• [WORK TO BE COMPLETED]
Whenever a line of the listing contains the string "white", return that line.

━━━━━ DATASET EXTRACT

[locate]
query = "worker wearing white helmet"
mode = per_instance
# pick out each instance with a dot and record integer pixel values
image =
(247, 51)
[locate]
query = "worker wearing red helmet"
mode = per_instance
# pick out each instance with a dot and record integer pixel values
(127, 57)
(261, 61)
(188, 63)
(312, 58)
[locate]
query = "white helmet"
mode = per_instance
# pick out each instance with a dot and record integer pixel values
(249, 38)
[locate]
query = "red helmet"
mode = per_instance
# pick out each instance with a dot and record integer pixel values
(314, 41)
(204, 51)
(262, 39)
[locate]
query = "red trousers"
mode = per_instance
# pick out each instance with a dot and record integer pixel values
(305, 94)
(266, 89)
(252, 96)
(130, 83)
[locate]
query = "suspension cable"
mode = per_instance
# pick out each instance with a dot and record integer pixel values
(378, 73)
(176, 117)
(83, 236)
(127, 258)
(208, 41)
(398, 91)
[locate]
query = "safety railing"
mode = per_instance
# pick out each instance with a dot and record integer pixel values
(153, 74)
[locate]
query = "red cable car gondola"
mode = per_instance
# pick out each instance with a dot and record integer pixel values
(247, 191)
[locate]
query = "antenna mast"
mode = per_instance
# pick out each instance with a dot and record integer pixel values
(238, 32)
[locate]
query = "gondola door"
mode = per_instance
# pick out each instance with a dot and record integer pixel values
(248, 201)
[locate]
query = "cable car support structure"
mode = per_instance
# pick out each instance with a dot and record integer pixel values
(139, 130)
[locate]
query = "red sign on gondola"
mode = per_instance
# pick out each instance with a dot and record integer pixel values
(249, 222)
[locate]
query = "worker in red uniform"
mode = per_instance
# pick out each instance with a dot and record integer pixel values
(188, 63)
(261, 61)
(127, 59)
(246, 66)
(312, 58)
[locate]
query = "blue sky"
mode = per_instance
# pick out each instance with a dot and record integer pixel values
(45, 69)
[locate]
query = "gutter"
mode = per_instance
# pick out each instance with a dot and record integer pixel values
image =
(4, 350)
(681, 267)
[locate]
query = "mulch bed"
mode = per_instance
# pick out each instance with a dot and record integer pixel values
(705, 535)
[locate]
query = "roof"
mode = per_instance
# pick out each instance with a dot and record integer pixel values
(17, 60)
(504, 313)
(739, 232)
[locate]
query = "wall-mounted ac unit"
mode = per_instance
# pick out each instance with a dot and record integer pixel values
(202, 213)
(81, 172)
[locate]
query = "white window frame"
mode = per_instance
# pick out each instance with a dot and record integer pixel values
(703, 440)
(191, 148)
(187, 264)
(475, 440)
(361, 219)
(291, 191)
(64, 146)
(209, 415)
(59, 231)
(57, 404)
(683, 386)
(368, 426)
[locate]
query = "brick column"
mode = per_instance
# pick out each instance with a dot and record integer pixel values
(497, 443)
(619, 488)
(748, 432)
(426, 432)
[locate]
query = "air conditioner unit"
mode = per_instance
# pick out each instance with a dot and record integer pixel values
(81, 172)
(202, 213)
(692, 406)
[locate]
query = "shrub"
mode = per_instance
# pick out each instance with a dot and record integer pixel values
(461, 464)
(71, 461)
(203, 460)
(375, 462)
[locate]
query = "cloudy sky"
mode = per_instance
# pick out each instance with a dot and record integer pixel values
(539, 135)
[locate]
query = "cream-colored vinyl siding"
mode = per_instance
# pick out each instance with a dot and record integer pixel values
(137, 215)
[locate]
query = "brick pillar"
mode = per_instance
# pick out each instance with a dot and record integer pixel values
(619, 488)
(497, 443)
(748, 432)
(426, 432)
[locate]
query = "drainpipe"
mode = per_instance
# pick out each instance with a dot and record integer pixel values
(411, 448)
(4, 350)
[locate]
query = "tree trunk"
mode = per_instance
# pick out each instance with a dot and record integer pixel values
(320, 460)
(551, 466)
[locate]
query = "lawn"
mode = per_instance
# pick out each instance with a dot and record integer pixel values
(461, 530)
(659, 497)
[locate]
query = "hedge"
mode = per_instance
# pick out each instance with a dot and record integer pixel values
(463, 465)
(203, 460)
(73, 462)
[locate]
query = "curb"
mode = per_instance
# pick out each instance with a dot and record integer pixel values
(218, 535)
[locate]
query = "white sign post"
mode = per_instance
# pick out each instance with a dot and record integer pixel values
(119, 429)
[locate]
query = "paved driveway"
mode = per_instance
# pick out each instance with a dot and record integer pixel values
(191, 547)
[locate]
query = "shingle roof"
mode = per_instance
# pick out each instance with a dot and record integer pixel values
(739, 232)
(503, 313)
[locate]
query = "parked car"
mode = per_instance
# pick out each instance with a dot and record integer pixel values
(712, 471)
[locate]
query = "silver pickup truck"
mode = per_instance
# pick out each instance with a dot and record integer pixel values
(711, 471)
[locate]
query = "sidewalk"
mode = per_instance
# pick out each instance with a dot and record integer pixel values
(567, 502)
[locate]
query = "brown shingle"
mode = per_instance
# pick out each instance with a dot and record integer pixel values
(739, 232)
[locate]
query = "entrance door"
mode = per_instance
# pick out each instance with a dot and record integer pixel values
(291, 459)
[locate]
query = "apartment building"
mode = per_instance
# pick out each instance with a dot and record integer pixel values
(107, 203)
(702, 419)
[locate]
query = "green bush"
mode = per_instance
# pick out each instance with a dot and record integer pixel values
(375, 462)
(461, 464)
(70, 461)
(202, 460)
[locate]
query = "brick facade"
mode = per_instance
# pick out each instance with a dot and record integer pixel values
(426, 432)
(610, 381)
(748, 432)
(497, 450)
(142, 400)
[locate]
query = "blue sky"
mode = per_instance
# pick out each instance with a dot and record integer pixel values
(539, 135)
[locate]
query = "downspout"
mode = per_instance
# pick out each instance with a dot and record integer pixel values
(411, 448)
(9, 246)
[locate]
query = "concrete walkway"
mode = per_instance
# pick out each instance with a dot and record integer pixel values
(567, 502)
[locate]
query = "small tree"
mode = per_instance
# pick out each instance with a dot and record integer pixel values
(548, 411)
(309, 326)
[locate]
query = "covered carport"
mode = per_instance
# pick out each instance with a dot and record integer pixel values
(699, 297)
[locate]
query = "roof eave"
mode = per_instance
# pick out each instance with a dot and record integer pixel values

━━━━━━━━━━

• [OUTPUT OF THE TASK]
query = "worker wearing white helmet"
query = "white helmet"
query = "white window frame"
query = "white sign post"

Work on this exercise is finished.